** WHAT TO WORK ON **
Reproduce the records below exactly, but only between the lines holding "Target: front headlight" and "Find the utility", inclusive.

::: STORED DATA

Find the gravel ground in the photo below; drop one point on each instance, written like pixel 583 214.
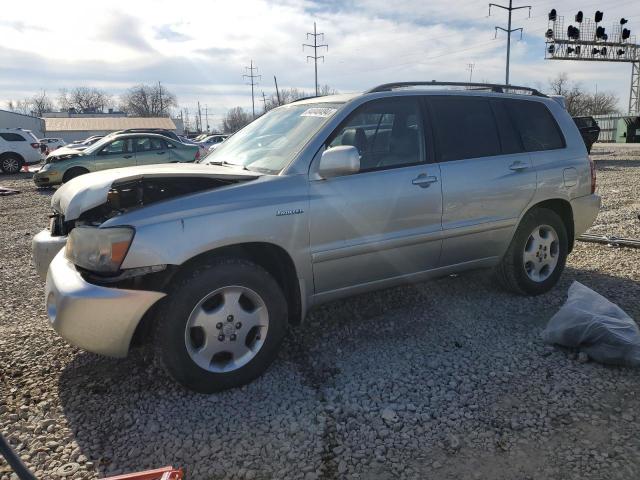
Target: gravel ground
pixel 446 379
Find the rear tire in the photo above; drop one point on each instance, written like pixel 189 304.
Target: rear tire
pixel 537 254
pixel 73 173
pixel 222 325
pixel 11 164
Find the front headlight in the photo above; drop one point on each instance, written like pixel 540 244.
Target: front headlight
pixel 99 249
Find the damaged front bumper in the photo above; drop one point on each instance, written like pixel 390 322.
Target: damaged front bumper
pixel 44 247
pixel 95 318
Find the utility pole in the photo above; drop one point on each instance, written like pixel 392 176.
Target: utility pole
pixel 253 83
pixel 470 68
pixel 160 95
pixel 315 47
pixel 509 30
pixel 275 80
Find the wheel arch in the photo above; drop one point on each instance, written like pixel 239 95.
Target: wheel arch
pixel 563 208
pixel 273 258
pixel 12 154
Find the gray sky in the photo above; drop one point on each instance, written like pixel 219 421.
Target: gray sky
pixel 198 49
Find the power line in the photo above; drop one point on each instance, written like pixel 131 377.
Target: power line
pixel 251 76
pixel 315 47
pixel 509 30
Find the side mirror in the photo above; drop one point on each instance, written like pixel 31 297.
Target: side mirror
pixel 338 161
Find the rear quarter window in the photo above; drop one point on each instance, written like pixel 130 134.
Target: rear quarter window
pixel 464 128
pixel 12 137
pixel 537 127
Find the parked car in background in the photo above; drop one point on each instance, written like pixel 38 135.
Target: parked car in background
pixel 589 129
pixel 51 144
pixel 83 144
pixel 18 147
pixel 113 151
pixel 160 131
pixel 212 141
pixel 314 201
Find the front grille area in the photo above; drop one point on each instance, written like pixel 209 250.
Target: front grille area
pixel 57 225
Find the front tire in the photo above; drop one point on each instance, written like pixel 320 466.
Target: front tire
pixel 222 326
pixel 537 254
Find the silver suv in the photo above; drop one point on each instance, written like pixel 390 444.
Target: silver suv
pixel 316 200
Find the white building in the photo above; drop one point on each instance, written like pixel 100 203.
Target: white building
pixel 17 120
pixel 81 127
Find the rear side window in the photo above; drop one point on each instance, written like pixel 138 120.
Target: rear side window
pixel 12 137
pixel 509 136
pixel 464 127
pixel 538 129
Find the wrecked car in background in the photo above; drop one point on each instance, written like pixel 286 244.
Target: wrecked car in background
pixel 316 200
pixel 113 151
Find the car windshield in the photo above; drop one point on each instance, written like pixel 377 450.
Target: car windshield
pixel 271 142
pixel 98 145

::::::

** COMPLETED EXERCISE **
Target: front headlight
pixel 99 249
Find the damaged front bumper in the photo above; drop one point on each instance, written like pixel 390 322.
Target: damaged front bumper
pixel 44 247
pixel 95 318
Find the utility pole in the photo above; drop one point on each instance, written like pixel 392 176.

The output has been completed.